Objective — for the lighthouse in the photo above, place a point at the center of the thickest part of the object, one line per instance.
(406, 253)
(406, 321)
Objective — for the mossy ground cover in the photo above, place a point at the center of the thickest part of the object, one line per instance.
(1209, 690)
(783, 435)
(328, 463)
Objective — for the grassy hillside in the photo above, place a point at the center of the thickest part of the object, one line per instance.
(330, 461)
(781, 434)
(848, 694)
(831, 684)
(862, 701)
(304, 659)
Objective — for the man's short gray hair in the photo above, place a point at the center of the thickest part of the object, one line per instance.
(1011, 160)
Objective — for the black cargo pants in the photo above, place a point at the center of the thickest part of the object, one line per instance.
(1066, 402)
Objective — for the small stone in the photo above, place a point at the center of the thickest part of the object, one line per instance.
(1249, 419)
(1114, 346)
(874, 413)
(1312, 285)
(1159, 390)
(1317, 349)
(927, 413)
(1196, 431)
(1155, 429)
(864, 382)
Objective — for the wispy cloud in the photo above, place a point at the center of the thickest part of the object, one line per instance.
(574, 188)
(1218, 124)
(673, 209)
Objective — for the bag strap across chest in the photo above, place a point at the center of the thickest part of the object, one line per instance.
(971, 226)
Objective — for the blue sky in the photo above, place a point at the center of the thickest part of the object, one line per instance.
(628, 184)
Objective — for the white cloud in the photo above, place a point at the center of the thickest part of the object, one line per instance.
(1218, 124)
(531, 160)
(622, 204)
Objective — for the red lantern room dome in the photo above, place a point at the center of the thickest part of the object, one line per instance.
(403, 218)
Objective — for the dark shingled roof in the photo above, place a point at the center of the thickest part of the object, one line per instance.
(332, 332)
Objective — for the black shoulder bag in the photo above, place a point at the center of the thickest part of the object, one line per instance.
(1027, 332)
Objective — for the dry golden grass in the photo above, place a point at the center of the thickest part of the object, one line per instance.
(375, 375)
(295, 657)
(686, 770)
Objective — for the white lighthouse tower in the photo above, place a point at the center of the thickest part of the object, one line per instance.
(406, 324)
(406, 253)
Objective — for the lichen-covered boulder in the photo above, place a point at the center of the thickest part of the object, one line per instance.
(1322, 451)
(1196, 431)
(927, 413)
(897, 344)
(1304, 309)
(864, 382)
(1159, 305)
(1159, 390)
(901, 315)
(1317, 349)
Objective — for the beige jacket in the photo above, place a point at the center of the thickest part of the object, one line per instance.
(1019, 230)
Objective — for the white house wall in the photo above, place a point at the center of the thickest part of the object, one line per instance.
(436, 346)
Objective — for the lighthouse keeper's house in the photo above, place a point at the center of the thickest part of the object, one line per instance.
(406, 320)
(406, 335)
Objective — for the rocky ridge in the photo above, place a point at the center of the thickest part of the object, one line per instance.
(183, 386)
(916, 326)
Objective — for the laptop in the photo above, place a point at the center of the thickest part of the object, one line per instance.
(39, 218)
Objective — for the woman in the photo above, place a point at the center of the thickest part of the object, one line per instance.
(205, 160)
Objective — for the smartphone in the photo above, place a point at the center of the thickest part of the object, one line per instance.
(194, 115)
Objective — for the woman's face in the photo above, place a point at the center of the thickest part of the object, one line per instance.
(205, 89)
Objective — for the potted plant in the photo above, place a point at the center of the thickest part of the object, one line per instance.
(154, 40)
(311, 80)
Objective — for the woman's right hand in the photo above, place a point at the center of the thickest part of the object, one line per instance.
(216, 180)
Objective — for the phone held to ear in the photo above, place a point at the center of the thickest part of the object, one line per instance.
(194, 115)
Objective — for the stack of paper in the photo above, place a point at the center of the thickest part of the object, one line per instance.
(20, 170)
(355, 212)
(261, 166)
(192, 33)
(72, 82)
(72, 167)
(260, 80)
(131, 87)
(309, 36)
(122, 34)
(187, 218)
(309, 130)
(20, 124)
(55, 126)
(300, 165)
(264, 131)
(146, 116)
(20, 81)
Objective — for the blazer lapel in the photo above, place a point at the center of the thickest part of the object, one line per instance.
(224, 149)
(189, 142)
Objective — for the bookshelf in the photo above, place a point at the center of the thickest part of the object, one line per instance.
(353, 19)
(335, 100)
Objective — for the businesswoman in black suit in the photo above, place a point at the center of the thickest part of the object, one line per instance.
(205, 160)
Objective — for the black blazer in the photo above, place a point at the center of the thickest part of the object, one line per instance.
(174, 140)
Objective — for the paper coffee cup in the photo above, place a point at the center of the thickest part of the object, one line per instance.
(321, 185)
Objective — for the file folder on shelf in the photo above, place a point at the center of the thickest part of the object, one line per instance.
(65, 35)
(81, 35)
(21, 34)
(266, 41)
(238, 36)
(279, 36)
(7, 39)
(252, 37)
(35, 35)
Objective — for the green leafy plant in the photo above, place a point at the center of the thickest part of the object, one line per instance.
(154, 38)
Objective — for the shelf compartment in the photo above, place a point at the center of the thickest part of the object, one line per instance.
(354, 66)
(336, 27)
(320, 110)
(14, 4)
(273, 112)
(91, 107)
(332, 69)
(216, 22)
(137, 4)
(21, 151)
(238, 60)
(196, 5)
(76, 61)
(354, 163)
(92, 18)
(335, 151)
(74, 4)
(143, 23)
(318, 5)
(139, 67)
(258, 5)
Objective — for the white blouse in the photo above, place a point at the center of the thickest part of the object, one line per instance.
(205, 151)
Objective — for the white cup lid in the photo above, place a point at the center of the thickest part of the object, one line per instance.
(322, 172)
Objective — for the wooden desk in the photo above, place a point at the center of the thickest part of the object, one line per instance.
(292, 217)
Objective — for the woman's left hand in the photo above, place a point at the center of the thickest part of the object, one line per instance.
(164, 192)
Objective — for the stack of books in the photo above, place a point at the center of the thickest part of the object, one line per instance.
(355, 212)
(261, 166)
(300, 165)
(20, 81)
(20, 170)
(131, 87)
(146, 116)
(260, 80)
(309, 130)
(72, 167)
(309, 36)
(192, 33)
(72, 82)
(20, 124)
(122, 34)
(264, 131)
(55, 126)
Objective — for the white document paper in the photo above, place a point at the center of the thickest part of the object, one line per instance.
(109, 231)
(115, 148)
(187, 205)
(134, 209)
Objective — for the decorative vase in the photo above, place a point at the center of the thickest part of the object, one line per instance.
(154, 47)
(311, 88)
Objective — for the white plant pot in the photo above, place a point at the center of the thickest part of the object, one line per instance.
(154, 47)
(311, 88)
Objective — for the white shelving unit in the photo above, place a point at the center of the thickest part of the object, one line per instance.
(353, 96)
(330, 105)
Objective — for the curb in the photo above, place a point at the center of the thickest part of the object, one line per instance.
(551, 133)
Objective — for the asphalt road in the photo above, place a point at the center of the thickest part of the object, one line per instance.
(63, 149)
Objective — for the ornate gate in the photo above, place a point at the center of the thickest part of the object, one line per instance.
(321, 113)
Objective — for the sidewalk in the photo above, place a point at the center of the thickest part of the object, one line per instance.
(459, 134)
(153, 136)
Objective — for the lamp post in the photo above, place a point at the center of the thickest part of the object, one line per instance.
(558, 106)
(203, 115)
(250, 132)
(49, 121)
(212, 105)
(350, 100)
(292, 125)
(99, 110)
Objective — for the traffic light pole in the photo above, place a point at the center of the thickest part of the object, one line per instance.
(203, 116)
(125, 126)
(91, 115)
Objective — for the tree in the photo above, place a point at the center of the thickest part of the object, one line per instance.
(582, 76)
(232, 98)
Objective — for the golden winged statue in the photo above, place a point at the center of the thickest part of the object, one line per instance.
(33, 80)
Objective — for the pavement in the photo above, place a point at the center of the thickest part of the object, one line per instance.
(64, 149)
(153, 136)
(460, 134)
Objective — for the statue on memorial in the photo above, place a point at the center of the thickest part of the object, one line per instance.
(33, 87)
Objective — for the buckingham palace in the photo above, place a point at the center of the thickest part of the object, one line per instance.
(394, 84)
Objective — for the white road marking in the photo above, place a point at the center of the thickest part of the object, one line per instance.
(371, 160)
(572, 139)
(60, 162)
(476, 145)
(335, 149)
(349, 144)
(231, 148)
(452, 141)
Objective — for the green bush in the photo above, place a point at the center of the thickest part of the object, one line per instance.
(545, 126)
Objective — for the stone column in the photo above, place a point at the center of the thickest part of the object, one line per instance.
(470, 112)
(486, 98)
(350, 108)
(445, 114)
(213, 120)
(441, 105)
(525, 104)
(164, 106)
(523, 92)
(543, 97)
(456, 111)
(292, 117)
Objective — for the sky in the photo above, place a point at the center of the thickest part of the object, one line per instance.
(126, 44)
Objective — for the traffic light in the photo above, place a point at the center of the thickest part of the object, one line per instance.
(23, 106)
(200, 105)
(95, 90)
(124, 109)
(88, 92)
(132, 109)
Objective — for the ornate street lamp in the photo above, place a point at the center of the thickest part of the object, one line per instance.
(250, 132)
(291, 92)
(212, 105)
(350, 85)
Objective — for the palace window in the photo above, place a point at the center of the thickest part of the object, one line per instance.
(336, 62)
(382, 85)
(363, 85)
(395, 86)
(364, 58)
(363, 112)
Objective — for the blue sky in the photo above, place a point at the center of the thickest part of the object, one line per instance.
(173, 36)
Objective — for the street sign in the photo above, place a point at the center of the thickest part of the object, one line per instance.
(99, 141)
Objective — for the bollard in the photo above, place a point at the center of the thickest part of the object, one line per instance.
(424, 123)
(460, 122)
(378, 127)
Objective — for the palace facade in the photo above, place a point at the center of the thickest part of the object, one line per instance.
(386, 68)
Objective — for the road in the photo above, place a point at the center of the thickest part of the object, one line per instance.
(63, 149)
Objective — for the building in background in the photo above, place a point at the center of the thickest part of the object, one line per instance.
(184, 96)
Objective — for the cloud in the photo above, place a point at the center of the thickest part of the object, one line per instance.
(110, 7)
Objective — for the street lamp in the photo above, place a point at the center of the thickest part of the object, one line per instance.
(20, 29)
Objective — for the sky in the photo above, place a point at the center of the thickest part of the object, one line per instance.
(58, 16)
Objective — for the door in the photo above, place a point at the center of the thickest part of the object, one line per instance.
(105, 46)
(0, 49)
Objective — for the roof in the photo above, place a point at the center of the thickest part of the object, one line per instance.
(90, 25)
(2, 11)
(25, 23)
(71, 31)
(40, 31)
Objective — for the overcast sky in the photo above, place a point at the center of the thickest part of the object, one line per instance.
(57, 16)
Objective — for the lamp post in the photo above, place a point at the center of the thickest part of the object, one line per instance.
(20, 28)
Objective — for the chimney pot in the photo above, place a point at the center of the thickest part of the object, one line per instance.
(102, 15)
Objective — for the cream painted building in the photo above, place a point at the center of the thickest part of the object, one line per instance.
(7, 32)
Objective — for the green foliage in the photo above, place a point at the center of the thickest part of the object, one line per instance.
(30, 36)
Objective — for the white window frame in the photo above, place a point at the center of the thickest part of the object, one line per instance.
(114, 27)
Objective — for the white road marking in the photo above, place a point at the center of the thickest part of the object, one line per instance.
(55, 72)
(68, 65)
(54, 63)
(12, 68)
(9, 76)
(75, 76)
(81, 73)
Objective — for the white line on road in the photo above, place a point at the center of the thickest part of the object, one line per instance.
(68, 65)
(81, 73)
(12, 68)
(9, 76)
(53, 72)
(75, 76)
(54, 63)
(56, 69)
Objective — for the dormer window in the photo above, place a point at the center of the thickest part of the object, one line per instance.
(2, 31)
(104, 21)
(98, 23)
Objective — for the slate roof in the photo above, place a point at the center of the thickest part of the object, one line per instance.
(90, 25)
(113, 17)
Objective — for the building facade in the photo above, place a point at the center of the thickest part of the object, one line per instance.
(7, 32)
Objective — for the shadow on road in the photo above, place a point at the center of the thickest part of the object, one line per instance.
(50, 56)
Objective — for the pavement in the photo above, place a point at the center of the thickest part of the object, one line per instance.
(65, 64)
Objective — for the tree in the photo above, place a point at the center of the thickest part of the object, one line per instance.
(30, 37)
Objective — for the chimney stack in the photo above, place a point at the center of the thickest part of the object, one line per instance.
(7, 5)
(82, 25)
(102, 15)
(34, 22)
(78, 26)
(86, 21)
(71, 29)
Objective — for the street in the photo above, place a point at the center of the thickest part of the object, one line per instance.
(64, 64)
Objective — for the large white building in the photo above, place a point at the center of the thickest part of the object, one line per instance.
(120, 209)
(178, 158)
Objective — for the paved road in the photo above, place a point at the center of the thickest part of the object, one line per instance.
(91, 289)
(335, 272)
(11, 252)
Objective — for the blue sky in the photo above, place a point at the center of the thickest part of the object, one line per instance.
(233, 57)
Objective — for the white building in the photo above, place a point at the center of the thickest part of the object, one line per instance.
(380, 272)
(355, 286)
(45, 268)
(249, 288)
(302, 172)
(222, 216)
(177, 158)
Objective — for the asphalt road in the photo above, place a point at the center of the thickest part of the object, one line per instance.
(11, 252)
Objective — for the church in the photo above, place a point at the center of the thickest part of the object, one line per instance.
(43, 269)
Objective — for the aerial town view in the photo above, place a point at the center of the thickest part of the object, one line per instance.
■ ■ ■ ■
Your goal: Starting at the line that contains "Objective — for the large", quote each remaining line of the entries above, unchanged.

Reply:
Objective — for the large white building in the photo above, place a point at the center of the thickest part of the object, one line per instance.
(120, 209)
(178, 158)
Objective — for the paved road in the photo above, place a point at the center of the thickest part of the object, one line per instance.
(91, 289)
(335, 272)
(11, 252)
Objective — for the blue sky in the photo above, place a point at the center of the thickest part of the object, one line per instance.
(233, 57)
Objective — for the white building in the photo above, place a point at the center of the thickest part of the object, one line per instance.
(380, 272)
(355, 286)
(45, 268)
(249, 288)
(302, 172)
(222, 216)
(177, 158)
Objective — for the asphalt road in the photo above, place a point at the center of the thickest part of the object, one line per instance.
(11, 252)
Objective — for the church in the photo above, place a point at the center of the thickest part of the object, one line per instance.
(43, 269)
Objective — for the aerial town view in the photo above, place a point at the center of the thickest part of the object, one line per instance.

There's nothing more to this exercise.